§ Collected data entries

..........

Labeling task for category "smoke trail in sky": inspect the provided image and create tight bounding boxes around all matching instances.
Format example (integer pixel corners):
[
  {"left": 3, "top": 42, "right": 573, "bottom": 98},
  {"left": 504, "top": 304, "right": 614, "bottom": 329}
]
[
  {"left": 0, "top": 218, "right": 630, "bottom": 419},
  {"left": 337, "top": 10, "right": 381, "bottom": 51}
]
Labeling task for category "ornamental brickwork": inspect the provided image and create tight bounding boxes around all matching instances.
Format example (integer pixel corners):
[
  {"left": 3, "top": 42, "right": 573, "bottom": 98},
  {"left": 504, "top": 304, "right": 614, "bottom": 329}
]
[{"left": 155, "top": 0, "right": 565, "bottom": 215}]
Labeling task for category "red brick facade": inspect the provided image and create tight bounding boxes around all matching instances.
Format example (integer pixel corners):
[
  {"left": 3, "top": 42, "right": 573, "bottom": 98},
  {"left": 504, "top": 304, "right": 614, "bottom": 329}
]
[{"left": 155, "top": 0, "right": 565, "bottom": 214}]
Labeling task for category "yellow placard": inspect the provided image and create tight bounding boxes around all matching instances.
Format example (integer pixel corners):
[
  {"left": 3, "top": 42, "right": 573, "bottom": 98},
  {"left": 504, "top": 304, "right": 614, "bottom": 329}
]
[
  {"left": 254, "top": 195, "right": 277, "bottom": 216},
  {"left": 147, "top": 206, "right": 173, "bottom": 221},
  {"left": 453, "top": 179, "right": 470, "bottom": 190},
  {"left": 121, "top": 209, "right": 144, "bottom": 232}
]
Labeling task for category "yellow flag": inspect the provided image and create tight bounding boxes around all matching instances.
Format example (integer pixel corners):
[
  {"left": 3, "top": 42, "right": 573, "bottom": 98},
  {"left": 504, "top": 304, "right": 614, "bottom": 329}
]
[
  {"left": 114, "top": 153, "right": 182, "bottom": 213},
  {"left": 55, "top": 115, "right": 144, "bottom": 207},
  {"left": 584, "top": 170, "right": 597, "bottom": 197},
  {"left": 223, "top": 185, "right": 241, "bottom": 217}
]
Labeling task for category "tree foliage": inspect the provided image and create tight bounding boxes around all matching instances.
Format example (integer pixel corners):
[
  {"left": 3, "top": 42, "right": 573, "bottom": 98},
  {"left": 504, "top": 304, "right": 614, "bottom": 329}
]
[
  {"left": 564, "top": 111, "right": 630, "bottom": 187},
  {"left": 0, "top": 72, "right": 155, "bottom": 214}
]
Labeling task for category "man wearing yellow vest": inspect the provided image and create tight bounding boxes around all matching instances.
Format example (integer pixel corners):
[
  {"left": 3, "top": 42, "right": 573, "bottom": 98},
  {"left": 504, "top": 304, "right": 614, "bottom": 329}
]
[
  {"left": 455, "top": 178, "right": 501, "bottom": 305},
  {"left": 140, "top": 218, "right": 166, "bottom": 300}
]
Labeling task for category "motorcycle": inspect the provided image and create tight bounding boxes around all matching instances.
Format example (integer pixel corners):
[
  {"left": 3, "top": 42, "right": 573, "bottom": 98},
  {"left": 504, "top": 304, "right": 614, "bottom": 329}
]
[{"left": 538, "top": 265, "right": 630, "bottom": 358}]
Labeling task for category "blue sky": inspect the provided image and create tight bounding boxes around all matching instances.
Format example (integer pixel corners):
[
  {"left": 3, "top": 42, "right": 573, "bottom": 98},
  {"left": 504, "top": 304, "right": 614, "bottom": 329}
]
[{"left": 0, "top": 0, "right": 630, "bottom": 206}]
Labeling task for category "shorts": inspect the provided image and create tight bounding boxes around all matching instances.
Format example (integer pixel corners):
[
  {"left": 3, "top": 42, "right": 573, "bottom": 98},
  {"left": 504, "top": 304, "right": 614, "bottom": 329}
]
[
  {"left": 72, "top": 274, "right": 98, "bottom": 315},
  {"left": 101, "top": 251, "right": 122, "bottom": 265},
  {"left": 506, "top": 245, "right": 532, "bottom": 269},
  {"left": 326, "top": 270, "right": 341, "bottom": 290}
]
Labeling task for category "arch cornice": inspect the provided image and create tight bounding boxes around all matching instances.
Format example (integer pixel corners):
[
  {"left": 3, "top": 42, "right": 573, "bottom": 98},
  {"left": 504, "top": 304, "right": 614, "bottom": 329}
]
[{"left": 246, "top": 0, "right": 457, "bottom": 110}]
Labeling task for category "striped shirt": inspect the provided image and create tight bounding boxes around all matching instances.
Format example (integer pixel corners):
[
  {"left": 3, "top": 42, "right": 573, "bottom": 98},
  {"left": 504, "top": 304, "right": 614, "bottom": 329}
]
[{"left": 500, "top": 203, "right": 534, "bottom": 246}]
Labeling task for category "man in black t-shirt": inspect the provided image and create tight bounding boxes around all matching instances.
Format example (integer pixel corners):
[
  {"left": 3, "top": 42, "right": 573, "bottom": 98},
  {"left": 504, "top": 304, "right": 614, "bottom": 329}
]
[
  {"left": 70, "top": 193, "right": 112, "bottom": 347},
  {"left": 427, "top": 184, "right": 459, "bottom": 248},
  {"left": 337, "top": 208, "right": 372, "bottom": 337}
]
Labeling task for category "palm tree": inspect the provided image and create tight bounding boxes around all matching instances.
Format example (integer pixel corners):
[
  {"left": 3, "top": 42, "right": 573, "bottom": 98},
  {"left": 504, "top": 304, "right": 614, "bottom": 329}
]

..........

§ Given request
Filter the records above down to the lines containing the string "shirt", and copy each of those lines in full.

§ Task result
Labeling task for category "striped shirt": inspect the provided image and create tight bounding boxes around all matching instances.
Labeling task for category "man in black t-shirt": inspect the provided image and create tight bounding boxes around all matching instances.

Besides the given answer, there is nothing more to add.